PROVIDED TEXT —
11 things for a woman to keep in mind on World Aids Day

Posted on December 1, 2011


Women and girl children are disproportionately affected by HIV and AIDS. The pointers below are from AVERT’s ‘Women, HIV and AIDS’ report.

1. Globally, HIV/AIDS is the leading cause of death among women of reproductive age; although the percentage of women living with HIV and AIDS varies significantly between different regions of the world.

 2. In areas with few palliative care facilities, when a person becomes ill from AIDS the care is usually a woman’s responsibility. In Africa for example, two-thirds of all caregivers for persons living with HIV and AIDS are women.

3. The AIDS epidemic also affects young girls and elderly women. Often in households where both parents are ill from AIDS, the responsibility of main carer is taken on by a daughter, even if it means that she has to miss school.

4. In some societies, women have few rights within sexual relationships and the family. This power imbalance means that it can be more difficult for women to protect themselves from getting infected with HIV

5. Women who are victims of sexual violence are at a higher risk of being exposed to HIV, and the lack of condom use and forced nature of rape means that women are immediately more vulnerable to HIV infection. A South African study concluded that women who were beaten or dominated by their partners were much more likely to become infected with HIV than women who were not. Another study of 20,425 couples in India found not only that HIV transmission was much greater in abusive relationships, but also that abusive husbands were more likely to be infected with HIV than non-abusive husbands.

APPLY WHAT YOU READ —
1. Revise the World AIDS Day post between "1. Globally, HIV/AIDS" and "of the world.", inclusive, replacing "reproductive age" with "childbearing age".
2. According to the World AIDS Day post, why are women who are raped immediately more vulnerable to HIV infection?

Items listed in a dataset
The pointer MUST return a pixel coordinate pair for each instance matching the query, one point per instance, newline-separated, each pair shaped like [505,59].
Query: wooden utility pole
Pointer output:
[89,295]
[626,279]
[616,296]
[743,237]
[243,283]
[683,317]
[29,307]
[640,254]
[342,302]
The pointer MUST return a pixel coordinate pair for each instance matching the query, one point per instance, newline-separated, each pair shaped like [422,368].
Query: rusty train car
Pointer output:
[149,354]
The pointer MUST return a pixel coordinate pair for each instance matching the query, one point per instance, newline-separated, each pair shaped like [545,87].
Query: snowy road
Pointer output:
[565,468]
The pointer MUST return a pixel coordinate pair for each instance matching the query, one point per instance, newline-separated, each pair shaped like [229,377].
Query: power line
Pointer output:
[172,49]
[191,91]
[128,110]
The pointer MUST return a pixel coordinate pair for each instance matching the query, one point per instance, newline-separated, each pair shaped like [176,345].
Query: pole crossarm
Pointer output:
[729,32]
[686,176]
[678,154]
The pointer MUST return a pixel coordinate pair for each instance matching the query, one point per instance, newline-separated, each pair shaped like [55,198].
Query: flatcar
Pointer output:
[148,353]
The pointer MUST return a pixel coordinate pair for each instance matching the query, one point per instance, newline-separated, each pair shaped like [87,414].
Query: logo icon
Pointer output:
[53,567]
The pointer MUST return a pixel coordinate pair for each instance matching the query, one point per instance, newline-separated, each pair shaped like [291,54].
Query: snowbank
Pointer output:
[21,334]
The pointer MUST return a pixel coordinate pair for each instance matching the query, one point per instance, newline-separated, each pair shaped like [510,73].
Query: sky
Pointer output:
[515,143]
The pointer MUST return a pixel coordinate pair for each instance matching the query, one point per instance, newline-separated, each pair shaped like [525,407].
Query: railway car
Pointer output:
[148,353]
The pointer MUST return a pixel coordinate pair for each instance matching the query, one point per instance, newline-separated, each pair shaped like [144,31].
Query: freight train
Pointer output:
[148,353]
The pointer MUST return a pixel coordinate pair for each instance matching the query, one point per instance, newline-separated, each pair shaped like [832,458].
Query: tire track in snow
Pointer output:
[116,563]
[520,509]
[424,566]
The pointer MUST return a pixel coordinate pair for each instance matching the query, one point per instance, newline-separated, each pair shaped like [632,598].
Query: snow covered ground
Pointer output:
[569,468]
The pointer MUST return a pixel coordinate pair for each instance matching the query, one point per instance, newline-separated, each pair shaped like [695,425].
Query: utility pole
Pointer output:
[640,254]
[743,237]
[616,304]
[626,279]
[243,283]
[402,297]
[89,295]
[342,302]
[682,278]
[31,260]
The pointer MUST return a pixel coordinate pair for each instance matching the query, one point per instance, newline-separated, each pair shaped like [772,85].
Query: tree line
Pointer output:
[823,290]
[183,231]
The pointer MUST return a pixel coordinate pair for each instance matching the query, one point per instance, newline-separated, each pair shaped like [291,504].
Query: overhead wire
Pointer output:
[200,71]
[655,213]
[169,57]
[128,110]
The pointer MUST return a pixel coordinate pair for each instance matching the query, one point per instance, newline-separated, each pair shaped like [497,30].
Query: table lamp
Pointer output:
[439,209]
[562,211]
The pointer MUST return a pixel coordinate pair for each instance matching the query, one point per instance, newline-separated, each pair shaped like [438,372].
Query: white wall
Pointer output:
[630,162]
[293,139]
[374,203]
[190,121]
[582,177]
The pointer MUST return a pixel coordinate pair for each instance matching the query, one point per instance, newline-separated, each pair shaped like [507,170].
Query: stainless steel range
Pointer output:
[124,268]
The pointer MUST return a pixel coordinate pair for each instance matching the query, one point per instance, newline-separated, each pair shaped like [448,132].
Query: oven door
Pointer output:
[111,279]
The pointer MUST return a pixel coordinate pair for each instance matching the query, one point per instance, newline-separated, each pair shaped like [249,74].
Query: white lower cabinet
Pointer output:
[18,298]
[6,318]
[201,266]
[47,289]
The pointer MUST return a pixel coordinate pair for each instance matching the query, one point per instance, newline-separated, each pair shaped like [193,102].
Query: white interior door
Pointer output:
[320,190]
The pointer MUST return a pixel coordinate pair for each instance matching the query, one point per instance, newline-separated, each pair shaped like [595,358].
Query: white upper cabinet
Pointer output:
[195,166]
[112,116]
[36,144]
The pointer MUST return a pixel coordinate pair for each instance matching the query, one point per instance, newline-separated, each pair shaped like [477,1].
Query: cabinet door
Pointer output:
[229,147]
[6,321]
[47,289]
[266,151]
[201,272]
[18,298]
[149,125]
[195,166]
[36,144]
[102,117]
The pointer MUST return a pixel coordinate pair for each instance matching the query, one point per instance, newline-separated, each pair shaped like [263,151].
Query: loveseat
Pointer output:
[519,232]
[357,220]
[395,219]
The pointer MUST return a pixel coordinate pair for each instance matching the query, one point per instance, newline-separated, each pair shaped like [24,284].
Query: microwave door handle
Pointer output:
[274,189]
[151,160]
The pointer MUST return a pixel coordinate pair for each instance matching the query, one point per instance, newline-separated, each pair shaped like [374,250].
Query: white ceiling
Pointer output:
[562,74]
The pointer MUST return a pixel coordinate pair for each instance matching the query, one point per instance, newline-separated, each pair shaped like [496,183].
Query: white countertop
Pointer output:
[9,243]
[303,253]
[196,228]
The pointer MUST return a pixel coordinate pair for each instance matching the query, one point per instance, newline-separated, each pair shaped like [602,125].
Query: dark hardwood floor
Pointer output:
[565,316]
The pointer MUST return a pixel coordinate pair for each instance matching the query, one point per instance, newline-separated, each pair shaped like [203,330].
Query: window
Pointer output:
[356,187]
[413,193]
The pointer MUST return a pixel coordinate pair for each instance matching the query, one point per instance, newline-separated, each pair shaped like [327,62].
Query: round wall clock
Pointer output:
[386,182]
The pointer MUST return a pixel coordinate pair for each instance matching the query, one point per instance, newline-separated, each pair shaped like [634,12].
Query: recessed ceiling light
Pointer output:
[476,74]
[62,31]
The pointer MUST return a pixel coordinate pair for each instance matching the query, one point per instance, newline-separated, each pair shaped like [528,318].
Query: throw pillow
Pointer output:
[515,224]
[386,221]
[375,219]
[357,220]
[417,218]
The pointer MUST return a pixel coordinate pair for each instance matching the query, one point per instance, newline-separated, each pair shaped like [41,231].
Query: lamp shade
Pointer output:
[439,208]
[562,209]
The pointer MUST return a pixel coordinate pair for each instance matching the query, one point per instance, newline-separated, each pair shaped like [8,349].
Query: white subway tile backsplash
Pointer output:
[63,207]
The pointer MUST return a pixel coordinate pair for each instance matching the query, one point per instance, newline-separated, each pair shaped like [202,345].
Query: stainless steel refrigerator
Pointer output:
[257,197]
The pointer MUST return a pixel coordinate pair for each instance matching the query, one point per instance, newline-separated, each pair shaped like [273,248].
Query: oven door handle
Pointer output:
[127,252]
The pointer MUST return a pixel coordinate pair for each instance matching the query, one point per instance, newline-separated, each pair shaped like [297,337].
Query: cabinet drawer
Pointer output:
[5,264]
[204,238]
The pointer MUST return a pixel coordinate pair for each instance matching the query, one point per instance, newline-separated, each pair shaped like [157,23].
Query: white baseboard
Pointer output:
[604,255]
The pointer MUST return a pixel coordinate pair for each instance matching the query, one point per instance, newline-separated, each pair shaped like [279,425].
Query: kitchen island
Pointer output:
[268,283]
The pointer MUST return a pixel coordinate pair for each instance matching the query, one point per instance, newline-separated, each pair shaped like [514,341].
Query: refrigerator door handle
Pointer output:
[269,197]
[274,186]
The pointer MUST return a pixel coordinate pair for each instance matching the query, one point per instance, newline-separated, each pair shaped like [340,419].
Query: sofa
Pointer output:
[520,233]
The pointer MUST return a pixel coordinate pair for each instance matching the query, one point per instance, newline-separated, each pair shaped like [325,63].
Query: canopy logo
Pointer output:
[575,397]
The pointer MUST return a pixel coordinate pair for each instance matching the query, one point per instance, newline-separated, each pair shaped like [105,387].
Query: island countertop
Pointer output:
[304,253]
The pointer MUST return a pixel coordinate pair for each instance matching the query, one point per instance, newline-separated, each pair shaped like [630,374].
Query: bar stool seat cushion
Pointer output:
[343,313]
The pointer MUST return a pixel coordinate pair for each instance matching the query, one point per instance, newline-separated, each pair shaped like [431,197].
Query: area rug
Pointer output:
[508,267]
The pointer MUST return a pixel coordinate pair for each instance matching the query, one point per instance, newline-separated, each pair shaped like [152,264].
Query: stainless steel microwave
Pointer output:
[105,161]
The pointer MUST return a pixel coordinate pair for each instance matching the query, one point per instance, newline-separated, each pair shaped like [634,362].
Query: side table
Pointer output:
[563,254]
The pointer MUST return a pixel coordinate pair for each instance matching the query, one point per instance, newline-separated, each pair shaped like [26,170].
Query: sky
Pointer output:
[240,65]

SOLUTIONS PER TASK —
1.
1. Globally, HIV/AIDS is the leading cause of death among women of childbearing age; although the percentage of women living with HIV and AIDS varies significantly between different regions of the world.

2. The post attributes this to the lack of condom use and the forced nature of rape.